## [Passage]
===

When responding to a Noclar, the professional accountant is required to comply with the fundamental principles of integrity, objectivity, professional competence and due care and professional behaviour.

Once they become aware non-compliance, they have to report it to their direct superior, and if they are the most senior person they have to consult with the board of directors or anybody who is involved in corporate governance in the organisation.

The responsible people must be allowed time to rectify, remediate or mitigate the consequences of the identified or suspected non-compliance, provided there is no urgency in the matter.

South African Institute of Professional Accountants (Saipa) advises accountants to follow the internal route first. If they feel there is insufficient action to rectify the non-compliance, they can approach the regional forums and their professional bodies. If they are still dissatisfied with the recourse taken, they should consult legal counsel.

The code acknowledges that a senior professional accountant is expected to apply knowledge, professional judgment and expertise. However, he is not expected to have a level of understanding of laws and regulations beyond that which is required for the professional accountant’s role within the employing organisation.

The new section provides accountants with an override to the principle of confidentiality when reporting the non-compliance is in the best interest of the public. Once they have taken appropriate action, they must feel comfortable that the non-compliance has been fully dealt with and remember to document everything.

Dealing with threats and intimidation

Professional accountants need to maintain their independence and objectivity, and not succumb to intimidation or threats when they encounter and report non-compliance.

South African legislation supports this professional duty in the form of the Protected Disclosures Act.

The code states that where it is not possible to reduce the threat to an acceptable level, a professional accountant shall refuse to remain associated with information that is considered misleading or may cancel their mandate to ensure that the code is upheld.

The letter of engagement should reflect clearly that the client’s information will be held confidential, but if there is a legal or professional duty to disclose non-compliance the professional accountant will not hesitate to do so. This sets the ground rules for the client to understand that the professional accountant will not tolerate non-compliance if it impacts on the public’s best interest. The accountant has a trained eye, and can determine if something seems untoward.

===

Region labeling entries:
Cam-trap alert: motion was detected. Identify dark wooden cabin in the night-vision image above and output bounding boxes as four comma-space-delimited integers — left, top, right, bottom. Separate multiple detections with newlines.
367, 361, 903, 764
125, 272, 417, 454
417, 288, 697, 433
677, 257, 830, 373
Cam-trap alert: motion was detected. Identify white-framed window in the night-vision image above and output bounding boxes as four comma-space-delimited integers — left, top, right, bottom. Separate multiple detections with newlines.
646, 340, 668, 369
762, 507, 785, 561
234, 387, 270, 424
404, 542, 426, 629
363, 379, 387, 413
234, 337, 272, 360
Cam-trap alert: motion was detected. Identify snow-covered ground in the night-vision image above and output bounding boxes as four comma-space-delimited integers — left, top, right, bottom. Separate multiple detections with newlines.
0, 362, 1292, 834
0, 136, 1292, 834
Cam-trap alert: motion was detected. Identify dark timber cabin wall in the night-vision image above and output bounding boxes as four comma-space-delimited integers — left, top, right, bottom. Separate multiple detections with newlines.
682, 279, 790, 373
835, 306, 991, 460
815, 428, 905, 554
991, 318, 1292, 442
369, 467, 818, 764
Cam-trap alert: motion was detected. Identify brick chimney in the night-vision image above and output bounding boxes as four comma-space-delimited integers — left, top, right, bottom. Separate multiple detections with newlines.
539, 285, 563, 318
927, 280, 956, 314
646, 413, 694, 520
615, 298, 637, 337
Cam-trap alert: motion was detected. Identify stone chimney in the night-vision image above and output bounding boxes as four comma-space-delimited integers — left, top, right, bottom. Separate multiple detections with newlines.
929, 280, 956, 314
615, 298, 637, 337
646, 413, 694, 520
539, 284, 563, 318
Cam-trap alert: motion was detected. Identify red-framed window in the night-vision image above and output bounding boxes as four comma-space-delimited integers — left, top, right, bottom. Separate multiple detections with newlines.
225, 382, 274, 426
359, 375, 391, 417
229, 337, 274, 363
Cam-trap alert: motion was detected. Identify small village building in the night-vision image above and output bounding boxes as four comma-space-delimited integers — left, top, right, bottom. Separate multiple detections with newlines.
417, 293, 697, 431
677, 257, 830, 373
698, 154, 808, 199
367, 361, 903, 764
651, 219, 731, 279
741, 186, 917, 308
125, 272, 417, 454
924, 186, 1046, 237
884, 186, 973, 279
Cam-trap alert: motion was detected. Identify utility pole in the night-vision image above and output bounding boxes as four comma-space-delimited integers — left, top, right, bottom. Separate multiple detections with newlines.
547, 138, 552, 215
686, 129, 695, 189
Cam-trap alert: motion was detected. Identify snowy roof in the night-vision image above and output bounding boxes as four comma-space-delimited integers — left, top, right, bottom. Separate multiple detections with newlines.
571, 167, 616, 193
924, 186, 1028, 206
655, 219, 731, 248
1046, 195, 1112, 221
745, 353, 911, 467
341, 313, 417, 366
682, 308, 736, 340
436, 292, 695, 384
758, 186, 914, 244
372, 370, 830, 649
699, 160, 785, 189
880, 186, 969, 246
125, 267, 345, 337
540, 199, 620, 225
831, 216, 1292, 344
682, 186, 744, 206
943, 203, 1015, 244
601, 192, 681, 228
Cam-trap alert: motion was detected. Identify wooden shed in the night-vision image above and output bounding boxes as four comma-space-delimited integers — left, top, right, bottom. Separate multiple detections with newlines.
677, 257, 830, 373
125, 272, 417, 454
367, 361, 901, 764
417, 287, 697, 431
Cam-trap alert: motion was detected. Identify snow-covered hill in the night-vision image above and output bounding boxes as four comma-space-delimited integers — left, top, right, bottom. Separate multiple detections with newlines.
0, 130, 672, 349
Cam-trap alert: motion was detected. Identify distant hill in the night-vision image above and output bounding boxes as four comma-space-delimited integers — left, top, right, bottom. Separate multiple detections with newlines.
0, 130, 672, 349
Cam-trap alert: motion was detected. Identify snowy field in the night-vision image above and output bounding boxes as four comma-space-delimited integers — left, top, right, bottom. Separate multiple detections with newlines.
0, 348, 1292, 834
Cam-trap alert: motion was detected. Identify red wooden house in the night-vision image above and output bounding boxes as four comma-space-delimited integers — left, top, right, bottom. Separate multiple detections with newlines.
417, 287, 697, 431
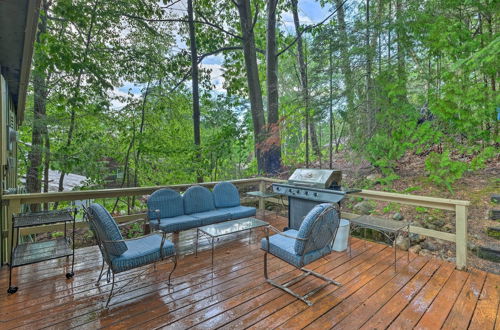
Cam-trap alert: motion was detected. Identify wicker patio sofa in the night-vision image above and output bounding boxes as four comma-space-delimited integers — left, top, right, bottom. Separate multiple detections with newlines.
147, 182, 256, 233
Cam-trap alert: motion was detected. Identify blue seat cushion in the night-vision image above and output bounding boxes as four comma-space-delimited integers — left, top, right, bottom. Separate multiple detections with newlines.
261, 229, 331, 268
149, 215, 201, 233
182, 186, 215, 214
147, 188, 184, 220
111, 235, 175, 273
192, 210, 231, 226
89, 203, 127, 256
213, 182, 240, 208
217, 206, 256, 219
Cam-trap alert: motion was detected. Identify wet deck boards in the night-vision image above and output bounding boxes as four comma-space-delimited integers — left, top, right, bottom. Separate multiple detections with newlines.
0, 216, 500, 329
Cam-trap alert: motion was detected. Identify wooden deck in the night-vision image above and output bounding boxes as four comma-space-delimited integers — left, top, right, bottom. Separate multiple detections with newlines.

===

According to the passage on Noclar, which South African legislation supports the professional accountant's duty not to give in to threats or intimidation?

The Protected Disclosures Act.